Start of Article

Add continuous depth-1 MTP speculation (DS4_MTP_CONTINUOUS) by pandysp · Pull Request #371 · antirez/ds4

pandysp · 2026-06-09T17:36:15Z

Continuous depth-1 MTP speculation, discussed in #369.

The shipped --mtp-draft 2 decodes the base token on its own and then batch-verifies the MTP draft; that standalone decode is a full shared-weight pass the verify could have carried. This folds them together: draft from the trunk hidden state the previous verify left in batch_cur_hc, and verify [first_token, draft] in one batched pass, removing the base decode.

Branch-measured, paired and interleaved on an M4 Max (q2-q4-imatrix base, Q4K/Q8 MTP head): continuous beats --mtp-draft 2 by +7% to +12% across copy / technical-prose / free-prose, deterministic 0.50 versus 0.70 shared reads per token on copy with the base decode gone. Against plain autoregressive decode the gain is content-dependent, +20% on copy down to roughly flat on free prose, since the speculation benefit itself tracks draft acceptance. Full table and method in #369.

End of Article
Start of Supplied information

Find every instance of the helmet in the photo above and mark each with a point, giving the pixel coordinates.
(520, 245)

End of Supplied information

Task set
A - Give back, word for word, the stretch of the pull request from "Add continuous depth-1" through "the base decode.".
B - Which kinds of content does the pull request name for its comparison of continuous speculation with --mtp-draft 2? List them all.

Results
A -
Add continuous depth-1 MTP speculation (DS4_MTP_CONTINUOUS) by pandysp · Pull Request #371 · antirez/ds4

pandysp · 2026-06-09T17:36:15Z

Continuous depth-1 MTP speculation, discussed in #369.

The shipped --mtp-draft 2 decodes the base token on its own and then batch-verifies the MTP draft; that standalone decode is a full shared-weight pass the verify could have carried. This folds them together: draft from the trunk hidden state the previous verify left in batch_cur_hc, and verify [first_token, draft] in one batched pass, removing the base decode.

B -
copy
technical-prose
free-prose